YOUR GOAL →
Where the string "below" appears in a line of the data, show that line.

TASK DATA →

________

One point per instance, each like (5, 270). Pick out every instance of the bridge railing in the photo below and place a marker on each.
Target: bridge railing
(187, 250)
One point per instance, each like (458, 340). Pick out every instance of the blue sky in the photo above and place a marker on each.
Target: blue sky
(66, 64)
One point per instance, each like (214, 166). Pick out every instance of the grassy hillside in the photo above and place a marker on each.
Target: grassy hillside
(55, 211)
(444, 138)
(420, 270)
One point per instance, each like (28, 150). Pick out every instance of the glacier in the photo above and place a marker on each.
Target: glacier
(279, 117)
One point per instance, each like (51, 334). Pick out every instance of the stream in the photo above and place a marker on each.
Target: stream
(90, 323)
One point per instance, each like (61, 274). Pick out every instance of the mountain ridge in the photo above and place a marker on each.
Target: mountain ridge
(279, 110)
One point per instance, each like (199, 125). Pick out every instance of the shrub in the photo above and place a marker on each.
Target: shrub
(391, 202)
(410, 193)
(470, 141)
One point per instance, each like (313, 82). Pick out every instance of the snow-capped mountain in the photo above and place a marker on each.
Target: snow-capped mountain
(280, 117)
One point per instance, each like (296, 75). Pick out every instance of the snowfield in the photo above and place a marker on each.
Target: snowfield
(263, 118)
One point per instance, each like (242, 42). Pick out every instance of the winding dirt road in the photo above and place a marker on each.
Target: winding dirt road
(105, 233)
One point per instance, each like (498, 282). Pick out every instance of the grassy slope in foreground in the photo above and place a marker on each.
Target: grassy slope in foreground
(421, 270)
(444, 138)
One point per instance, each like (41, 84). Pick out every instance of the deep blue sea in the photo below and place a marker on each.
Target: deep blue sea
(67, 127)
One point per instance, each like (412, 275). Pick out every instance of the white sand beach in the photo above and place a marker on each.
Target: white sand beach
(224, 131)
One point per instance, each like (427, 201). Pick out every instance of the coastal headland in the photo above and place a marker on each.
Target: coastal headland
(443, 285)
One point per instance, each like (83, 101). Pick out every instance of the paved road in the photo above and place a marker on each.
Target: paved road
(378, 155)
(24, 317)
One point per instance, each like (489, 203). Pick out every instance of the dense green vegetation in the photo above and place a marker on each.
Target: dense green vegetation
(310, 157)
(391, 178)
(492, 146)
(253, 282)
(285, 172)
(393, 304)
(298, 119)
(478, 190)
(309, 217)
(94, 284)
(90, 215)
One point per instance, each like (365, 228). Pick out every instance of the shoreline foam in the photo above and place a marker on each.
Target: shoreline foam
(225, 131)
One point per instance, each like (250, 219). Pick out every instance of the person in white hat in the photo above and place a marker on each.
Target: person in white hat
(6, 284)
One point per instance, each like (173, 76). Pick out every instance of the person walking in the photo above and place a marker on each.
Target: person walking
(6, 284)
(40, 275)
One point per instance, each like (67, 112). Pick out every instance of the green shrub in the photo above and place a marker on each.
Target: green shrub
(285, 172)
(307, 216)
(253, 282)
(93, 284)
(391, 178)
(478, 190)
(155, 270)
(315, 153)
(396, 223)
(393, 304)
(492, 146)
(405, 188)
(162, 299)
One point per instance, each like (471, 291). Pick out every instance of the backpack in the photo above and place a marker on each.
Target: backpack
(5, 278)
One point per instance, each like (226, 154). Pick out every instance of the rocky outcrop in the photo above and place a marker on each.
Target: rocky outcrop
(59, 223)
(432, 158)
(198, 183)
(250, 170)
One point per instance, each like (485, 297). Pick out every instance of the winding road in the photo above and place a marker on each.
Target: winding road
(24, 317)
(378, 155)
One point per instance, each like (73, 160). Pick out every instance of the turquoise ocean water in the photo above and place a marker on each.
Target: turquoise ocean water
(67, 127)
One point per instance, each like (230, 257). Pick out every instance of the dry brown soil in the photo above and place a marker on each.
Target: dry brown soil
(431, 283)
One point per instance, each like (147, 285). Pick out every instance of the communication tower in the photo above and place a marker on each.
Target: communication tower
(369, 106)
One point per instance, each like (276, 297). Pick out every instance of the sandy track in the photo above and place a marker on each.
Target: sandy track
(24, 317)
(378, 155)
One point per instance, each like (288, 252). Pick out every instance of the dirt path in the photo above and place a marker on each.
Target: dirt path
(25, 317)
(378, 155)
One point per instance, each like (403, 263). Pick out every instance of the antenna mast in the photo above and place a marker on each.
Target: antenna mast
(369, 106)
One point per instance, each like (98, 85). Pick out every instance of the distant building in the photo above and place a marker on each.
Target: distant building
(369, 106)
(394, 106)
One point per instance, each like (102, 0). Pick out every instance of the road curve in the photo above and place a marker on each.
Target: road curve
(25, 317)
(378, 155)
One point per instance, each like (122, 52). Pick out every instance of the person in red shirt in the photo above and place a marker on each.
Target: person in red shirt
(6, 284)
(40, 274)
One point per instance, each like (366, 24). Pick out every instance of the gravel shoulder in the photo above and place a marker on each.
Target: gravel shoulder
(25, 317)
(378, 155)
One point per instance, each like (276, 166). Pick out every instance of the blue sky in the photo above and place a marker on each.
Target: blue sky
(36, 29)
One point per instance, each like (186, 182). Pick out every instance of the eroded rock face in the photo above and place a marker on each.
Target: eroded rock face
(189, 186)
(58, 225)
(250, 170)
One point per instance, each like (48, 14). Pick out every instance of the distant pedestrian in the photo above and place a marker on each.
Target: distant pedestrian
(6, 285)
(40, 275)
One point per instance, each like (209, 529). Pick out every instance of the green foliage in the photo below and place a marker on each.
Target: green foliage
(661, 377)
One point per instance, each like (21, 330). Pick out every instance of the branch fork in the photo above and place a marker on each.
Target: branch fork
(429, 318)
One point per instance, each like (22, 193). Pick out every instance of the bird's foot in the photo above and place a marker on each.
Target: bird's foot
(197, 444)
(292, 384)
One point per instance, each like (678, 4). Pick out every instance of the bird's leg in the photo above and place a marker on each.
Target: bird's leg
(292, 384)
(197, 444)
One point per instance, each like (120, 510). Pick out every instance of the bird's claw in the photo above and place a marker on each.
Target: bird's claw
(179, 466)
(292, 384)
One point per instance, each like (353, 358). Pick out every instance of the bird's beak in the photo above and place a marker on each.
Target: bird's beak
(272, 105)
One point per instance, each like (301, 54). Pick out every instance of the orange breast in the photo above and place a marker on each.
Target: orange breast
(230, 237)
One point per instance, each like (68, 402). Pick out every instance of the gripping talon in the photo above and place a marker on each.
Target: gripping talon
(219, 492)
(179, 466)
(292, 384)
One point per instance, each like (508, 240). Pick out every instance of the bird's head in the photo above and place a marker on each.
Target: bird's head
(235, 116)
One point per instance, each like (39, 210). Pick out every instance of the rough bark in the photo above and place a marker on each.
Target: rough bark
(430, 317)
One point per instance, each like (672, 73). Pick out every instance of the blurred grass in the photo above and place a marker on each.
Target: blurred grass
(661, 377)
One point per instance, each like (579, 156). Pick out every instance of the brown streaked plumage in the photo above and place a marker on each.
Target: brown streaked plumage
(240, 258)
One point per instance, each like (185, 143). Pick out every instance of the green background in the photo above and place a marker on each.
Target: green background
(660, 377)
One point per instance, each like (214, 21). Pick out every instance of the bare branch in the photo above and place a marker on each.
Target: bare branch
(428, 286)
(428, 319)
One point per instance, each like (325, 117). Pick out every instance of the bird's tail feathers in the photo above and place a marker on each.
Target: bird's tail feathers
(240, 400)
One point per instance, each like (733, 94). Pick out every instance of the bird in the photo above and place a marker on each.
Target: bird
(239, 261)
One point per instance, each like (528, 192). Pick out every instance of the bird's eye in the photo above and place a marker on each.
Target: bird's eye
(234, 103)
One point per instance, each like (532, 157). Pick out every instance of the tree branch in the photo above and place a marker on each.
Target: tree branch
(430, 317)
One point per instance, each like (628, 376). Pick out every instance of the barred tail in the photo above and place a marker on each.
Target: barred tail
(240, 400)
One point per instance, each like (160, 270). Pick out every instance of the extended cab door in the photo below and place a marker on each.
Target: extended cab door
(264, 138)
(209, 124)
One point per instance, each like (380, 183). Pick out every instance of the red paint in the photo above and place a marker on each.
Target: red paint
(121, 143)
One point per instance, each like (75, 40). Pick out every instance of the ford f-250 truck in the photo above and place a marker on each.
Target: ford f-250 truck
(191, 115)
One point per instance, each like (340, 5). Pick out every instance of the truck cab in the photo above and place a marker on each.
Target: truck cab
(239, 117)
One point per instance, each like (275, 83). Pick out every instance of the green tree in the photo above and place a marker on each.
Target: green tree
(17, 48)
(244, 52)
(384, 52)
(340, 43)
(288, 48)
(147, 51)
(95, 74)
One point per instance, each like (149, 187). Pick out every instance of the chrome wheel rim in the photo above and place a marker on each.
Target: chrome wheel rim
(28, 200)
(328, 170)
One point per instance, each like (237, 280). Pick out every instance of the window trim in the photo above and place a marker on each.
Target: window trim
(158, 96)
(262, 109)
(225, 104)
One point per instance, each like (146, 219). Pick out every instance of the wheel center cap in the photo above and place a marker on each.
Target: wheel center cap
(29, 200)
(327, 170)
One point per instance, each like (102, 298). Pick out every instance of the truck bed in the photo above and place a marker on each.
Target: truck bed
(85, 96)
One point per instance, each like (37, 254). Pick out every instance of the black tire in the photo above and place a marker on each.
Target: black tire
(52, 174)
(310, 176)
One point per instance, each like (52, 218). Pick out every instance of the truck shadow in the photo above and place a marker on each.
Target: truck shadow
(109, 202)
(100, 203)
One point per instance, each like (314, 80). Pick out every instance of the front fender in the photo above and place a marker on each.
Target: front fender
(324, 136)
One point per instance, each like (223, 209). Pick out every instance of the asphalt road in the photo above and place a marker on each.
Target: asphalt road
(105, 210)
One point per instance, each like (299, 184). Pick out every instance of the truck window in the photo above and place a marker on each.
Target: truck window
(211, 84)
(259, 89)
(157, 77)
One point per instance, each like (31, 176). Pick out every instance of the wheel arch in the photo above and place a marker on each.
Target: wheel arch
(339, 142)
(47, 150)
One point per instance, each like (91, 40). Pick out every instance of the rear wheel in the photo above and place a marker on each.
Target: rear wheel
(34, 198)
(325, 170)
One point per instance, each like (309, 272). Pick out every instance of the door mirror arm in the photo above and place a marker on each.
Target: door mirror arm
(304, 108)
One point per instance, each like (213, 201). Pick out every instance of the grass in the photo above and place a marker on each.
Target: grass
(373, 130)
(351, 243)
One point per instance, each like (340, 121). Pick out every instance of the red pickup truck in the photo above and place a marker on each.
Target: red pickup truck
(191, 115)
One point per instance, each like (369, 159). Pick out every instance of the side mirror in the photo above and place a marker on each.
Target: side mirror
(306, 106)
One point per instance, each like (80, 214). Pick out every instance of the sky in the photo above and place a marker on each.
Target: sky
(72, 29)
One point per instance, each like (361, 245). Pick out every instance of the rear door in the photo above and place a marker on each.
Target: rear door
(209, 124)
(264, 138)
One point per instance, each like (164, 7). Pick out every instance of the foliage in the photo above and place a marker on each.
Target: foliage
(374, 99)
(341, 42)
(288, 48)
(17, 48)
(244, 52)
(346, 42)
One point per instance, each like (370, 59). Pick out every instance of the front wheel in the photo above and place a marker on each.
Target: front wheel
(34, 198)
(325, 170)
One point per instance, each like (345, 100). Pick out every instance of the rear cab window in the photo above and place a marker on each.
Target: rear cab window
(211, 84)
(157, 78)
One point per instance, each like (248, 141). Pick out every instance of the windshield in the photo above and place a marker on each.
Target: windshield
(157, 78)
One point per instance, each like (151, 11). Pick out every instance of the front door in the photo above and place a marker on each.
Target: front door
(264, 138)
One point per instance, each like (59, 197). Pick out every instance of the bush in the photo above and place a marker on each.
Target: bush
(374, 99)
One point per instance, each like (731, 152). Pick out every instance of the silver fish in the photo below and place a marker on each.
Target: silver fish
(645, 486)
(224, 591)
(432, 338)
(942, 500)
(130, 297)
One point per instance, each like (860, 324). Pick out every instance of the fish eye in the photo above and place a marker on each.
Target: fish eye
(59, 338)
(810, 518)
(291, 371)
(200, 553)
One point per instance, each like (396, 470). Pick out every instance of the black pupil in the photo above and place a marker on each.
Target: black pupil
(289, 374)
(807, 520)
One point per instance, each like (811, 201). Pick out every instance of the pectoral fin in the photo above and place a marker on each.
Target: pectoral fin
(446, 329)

________

SOLVED PROBLEM →
One point per instance, each like (5, 270). Pick out every instance of the bridge railing in the photo below and place a marker on each.
One point per instance, each like (41, 84). Pick out every instance of the deep blue sea in the photo below and place a marker on each.
One point per instance, each like (209, 529). Pick out every instance of the green foliage in the photo below and place a marker on each.
One point per instance, each like (160, 270). Pick out every instance of the extended cab door in the photo below and place a marker on each.
One point per instance, each like (731, 152). Pick out every instance of the silver fish in the photo below and place a marker on each.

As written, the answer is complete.